Dataset records about object locations

···

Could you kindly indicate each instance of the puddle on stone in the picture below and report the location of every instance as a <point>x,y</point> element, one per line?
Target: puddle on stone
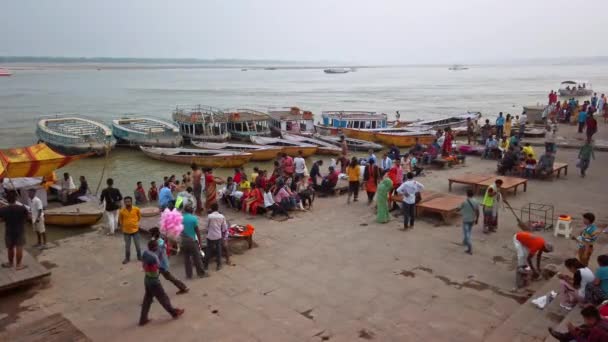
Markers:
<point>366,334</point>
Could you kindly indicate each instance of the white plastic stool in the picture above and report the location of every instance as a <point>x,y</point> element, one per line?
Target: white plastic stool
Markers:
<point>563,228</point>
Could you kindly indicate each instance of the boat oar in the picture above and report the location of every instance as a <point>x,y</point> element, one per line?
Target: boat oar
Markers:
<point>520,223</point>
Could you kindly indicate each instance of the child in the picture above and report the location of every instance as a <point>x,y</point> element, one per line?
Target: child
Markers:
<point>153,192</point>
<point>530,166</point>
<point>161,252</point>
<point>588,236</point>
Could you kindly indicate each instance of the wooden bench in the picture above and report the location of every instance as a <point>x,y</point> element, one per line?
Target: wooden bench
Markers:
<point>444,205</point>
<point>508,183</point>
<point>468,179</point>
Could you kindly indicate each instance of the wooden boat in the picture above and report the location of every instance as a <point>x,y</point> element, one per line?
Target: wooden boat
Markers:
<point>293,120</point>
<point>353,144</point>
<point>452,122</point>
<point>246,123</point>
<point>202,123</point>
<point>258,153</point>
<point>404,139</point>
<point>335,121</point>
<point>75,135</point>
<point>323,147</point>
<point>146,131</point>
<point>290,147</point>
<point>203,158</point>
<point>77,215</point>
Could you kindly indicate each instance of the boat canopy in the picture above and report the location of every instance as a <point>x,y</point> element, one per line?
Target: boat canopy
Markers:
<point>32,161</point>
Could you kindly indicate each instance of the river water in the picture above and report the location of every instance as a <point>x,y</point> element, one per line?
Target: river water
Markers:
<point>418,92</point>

···

**Given request:** Give the entries again without a single change, but with no pictures.

**Solution to this exercise:**
Could you kindly indicate each instance of the puddle on stone in the picture below and report the location of every instance as a <point>x,y</point> element, one per line?
Target: puddle on stone
Markers:
<point>366,334</point>
Could you kindly indicate each instance of the white plastic stool in the picture above and report the location of every instance as a <point>x,y</point> element, one per line?
Target: white plastic stool
Markers:
<point>563,228</point>
Could you kindly indicate each instance of the boat oar in the picture above and report the location of every instance as a <point>x,y</point> element, one per line?
Target: boat oar
Markers:
<point>520,223</point>
Could you kindly indicate each instance of the child in the picture above and report the location of every instance as a <point>x,y</point> element, one per line?
Target: child
Markers:
<point>153,192</point>
<point>530,166</point>
<point>161,252</point>
<point>588,236</point>
Could you kindly indicate each instance of the wooden bench in the picture above and report the location of every instance as a <point>x,y</point> element, one per line?
Target: wooden bench
Markers:
<point>444,205</point>
<point>508,183</point>
<point>468,179</point>
Could you kindly indicate each instance of the wooden boat in the picture above and report the location of every instance as a <point>x,y</point> element, one per line?
Target: wooden boat
Markers:
<point>293,120</point>
<point>353,144</point>
<point>452,122</point>
<point>246,123</point>
<point>202,123</point>
<point>258,153</point>
<point>404,139</point>
<point>335,121</point>
<point>75,135</point>
<point>323,147</point>
<point>146,131</point>
<point>290,147</point>
<point>203,158</point>
<point>77,215</point>
Could you kindly indicate each instance of the boat canopy in the picture above and report the location of every instance as a <point>x,y</point> element, one per line?
Target: boat canopy
Markers:
<point>32,161</point>
Could you kindly indicate each instance of the river water in the picture above and report the location of every instance as a <point>x,y</point> element, one per line?
Target: river water
Markers:
<point>418,92</point>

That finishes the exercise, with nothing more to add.